Textauszug:
Filmaufnahmen von Menschen, die nicht erlaubt sind, können eine Straftat sein!
Wann darf man Menschen filmen?
Der Grundsatz besagt: Erst einmal gar nicht – jedenfalls wenn sie erkennbar sind. Ausnahmen von dem grundsätzlichen Verbot finden sich einerseits im Persönlichkeitsrecht, andererseits im Datenschutzrecht. Beide Rechtsgebiete haben ihre eigenen Regeln, und es ist gar nicht so einfach, sie korrekt zuzuordnen.
Zunächst muss man wissen: Warum soll gefilmt werden? Werden die Aufnahmen bspw. zu Werbezwecken hergestellt bzw. werblich verwendet, wird in den meisten Fällen das Datenschutzrecht vorrangig sein. Das schauen wir uns jetzt mal genauer an an dem Beispiel, dass ein Veranstalter seine eigene Veranstaltung filmt bzw. filmen lassen will, um damit Werbung zu betreiben.
Der Veranstalter muss nun vorher (und zwar mit ausreichendem Zeitvorlauf) insbesondere folgende Fragen klären:
Warum?
Was soll alles mit den Aufnahmen gemacht werden? Zunächst gilt es also, die Zwecke zu finden, warum man die Aufnahmen macht. Und zwar nicht nur direkt nach der Veranstaltung, sondern auch ggf. noch viele Jahre später? Beispiele:
- Verwendung auf der eigenen Webseite
- Verwendung in Sozialen Medien
- Weitergabe an Sponsoren und Partner der Veranstaltung
- Bearbeitung der Aufnahmen, so dass bspw. auch einzelne Bilder verwertet werden können
Was?
Was wird gefilmt? Nur, wenn Menschen erkennbar sind, greift der Datenschutz. Filmt man ein leeres Gebäude, gibt es natürlich keine Daten (= Gesichter, Stimmen), die geschützt werden müssen. Dafür aber muss ggf. der Eigentümer des Gebäudes zustimmen, da man nicht einfach so Aufnahmen innerhalb eines Gebäudes machen darf.
Und werden urheberrechtlich geschützte Sachen gefilmt (z.B. Exponate, Wandbilder, Skulpturen), dann müssen ggf. die Urheber um Erlaubnis gefragt werden, d.h. auch das Urheberrecht spielt dann eine gewichtige Rolle.

Aufgabe 1:
Beantworten Sie anhand des Textauszugs zum Filmen von Menschen kurz die folgenden Fragen:
(a) In welchen beiden Rechtsgebieten finden sich Ausnahmen vom grundsätzlichen Verbot?
(b) Wer muss gegebenenfalls zustimmen, wenn man ein leeres Gebäude filmt?
(c) Wer muss gegebenenfalls um Erlaubnis gefragt werden, wenn urheberrechtlich geschützte Sachen gefilmt werden?
Aufgabe 2: Setzen Sie den Textauszug über das Filmen von Menschen im gleichen Stil fort.
Die Datensätze sind eigenständiges Material und gehören nicht zum Textauszug.

Auszüge der Datensätze:
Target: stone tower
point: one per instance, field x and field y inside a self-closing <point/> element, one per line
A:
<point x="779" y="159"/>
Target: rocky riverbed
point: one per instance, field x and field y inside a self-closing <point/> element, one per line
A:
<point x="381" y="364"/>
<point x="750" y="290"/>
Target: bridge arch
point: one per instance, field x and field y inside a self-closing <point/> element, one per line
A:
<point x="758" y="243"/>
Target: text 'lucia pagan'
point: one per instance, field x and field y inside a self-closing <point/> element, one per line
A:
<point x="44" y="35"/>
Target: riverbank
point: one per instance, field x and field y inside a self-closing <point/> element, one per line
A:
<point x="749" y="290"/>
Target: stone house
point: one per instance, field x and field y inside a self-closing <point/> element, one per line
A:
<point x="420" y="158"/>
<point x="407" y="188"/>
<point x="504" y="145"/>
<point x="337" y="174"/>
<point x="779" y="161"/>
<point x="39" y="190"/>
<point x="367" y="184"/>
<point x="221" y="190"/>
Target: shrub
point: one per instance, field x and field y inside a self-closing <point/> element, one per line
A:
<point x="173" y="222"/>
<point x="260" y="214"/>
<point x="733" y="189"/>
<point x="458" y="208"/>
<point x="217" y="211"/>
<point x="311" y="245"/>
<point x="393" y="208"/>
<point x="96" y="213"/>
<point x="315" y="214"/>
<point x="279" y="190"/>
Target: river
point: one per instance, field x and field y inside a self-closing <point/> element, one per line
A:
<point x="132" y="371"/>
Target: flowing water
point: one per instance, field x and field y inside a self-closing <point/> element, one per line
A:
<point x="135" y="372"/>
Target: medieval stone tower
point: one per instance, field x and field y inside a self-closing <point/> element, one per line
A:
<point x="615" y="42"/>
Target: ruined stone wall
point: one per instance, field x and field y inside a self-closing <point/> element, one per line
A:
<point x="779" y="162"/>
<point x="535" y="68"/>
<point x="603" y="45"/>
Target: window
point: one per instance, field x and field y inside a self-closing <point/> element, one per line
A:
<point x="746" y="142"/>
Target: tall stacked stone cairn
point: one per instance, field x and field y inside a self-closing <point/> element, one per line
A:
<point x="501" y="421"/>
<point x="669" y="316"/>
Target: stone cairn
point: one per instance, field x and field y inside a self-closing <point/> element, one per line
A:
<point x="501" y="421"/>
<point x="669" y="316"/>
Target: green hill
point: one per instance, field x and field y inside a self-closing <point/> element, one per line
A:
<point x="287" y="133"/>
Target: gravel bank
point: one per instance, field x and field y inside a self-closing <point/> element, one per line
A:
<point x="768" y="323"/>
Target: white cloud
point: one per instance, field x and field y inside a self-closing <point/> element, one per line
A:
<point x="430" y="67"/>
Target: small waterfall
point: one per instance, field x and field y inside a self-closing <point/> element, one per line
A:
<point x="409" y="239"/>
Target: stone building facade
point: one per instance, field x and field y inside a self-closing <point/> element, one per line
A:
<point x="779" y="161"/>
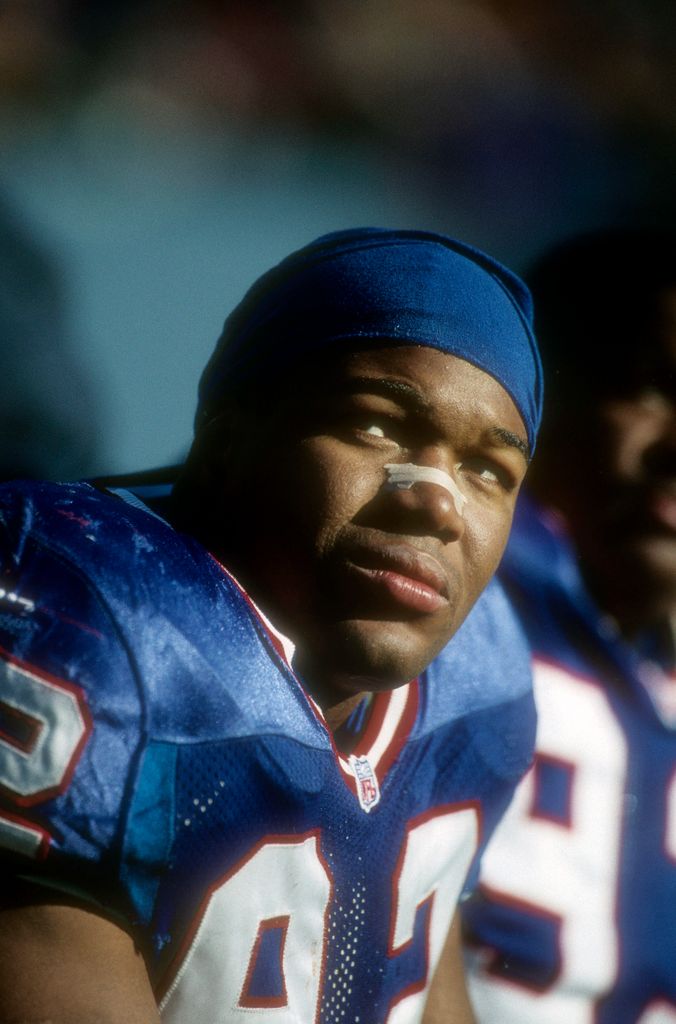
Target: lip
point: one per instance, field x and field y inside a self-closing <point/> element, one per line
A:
...
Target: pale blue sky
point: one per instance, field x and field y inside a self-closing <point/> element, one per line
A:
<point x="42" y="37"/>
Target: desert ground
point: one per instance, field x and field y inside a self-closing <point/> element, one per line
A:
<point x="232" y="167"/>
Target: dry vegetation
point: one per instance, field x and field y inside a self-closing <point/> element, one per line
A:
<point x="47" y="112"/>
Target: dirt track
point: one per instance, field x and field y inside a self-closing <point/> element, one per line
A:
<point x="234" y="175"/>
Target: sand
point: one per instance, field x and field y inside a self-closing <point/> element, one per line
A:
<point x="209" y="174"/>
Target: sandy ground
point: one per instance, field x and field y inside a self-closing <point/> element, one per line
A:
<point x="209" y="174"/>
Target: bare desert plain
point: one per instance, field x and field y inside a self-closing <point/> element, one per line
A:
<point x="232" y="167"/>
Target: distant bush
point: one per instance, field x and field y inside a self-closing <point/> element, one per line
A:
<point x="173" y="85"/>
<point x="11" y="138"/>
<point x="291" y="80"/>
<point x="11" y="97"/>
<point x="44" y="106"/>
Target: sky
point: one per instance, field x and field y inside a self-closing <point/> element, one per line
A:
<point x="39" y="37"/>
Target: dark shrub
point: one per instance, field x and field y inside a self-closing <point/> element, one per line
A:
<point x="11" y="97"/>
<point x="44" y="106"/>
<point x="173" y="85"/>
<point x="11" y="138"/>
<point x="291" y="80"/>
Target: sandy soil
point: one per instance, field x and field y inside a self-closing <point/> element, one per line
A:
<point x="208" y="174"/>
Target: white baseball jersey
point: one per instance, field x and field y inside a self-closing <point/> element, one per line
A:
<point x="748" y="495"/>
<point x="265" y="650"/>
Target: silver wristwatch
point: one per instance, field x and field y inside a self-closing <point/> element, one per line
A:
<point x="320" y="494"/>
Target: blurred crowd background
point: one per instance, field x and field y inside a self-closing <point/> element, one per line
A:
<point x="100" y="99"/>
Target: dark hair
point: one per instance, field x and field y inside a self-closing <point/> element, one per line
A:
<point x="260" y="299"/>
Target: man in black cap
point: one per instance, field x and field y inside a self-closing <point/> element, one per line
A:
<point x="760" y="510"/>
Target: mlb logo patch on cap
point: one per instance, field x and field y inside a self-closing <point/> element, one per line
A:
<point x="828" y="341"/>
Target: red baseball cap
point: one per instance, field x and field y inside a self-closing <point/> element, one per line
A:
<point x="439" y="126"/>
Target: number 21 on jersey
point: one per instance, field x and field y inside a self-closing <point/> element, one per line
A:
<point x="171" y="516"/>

Lösung 1:
(a) Im Persönlichkeitsrecht und im Datenschutzrecht.
(b) Der Eigentümer des Gebäudes.
(c) Die Urheber.

Lösung 2:
Wer?
Natürlich ist (auch) wichtig, wer die Aufnahmen herstellt – denn diese Person kann ggf. Urheber an dem Filmwerk sein/werden. Beauftragt der Veranstalter bspw. eine Agentur, und ein Agenturmitarbeiter übernimmt die Kamera, dann kann er Urheber werden – mitsamt aller (starken) Rechte aus dem Urheberrechtsgesetz.
Wichtig im Datenschutz ist aber vor allem die Frage, wer für die Datenverarbeitung (= die Aufnahmen von Gesichtern und Stimmen) verantwortlich ist. Hier gibt es zwei Varianten, und eine erweiterte Form:
- Der Veranstalter kann alleine verantwortlich sein
- Der Veranstalter kann bspw. zusammen mit einem Partner oder mehreren Partnern gemeinsam verantwortlich sein (ein möglicher Fall: Ein Verband hat eine Veranstaltungsgesellschaft ausgegründet; die Gesellschaft ist Veranstalterin, aber Verband und Gesellschaft planen die Verwertung gemeinsam)
- Der Veranstalter beauftragt einen Dienstleister, der als Auftragsverarbeiter für den Veranstalter tätig wird
Denkbar ist natürlich auch, dass die verschiedenen Zwecke unterschiedliche Verantwortliche haben. Dann wird es natürlich noch komplizierter, und manchmal kann es schlauer sein, die Komplexität zu entschlacken und die Zwecke bspw. umzugestalten, bevor man am Ende vor lauter Bäumen den Wald nicht mehr sieht.
Oftmals sind diese drei Fälle gar nicht so leicht auseinander zu halten. Und gerade wenn mehrere ins Spiel kommen, braucht man Zeit: Denn sowohl bei der Auftragsverarbeitung als auch bei der gemeinsamen Verantwortlichkeit muss vorab jeweils ein Vertrag geschlossen werden. Das kann Zeit kosten, bspw. wenn sich die Beteiligten (und deren Anwälte) womöglich gar nicht einig sind, welche Variante vorliegt. Also: Frühzeitig beginnen, diese Frage(n) zu klären!
Wie?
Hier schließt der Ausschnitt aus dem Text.